[START OF Page extract]
This result represents a significant decrease from the company's prior
year quarterly period margin of 35.97%.  However, the current period 
margin result is slightly greater than the company's historic aggregate 
margins of 27% to 30%. 
General and administrative expenses increased by $56,190 for the three 
month period ended January 31, 1998 as compared to the three month period 
ended January 31, 1997. This increase was due in large part to increases 
in employee headcount and increased marketing expenses. 
Despite the increase in these expenses for the three month period, the 
Company realized a net profit of $ 41,675 for the fiscal quarter ended 
January 31, 1998 compared with a net profit of $ 19,759 for the three 
months ended January 31, 1997.

Nine Months Ended January 31, 1998 Compared to Nine Months Ended 
January 31, 1997

Total sales of the Company for the nine months ended January 31, 1998 
increased by $ 667,584 from sales for the nine month period ended 
January 31, 1997. 
Cost of goods sold increased $ 429,902 and gross profit increased by 
$237,683 for the nine month period ended January 31, 1998 as compared 
to the nine month period ended January 31, 1997. Gross profit margin for 
the latest nine month period was 31.5%. The current period margin is 
slightly higher than the company's historic aggregate margins of 27% 
to 30%.
[END OF Page extract]
[START OF Data]
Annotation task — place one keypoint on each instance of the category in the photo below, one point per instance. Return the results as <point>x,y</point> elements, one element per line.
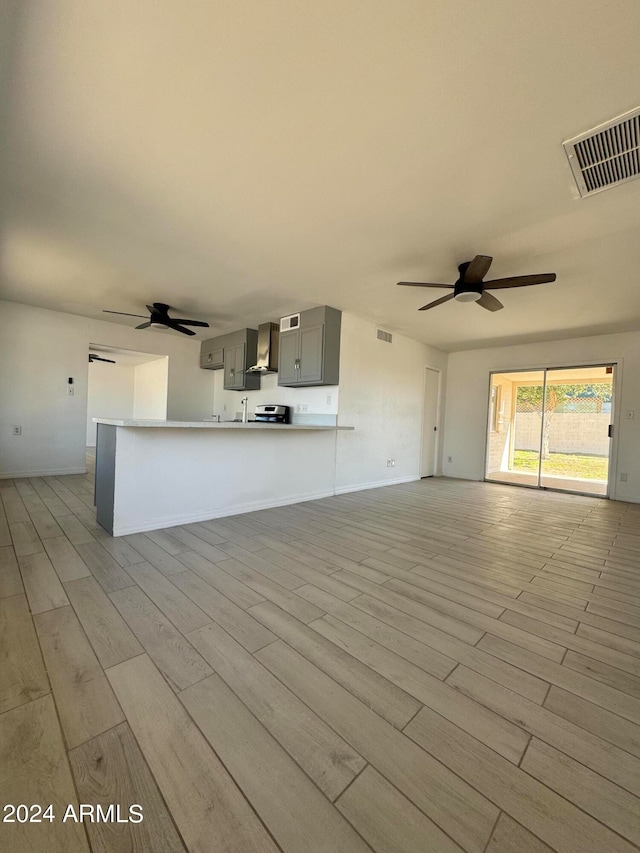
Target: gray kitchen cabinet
[END OF Data]
-- Actions to take --
A. In the financial results excerpt, can you reproduce the wording from "General and administrative" up to and including "increased marketing expenses."?
B. Which dollar amounts appear in the financial results excerpt? List every one.

-- Task-by-task outputs --
A.
General and administrative expenses increased by $56,190 for the three 
month period ended January 31, 1998 as compared to the three month period 
ended January 31, 1997. This increase was due in large part to increases 
in employee headcount and increased marketing expenses.

B.
- $56,190
- $41,675
- $19,759
- $667,584
- $429,902
- $237,683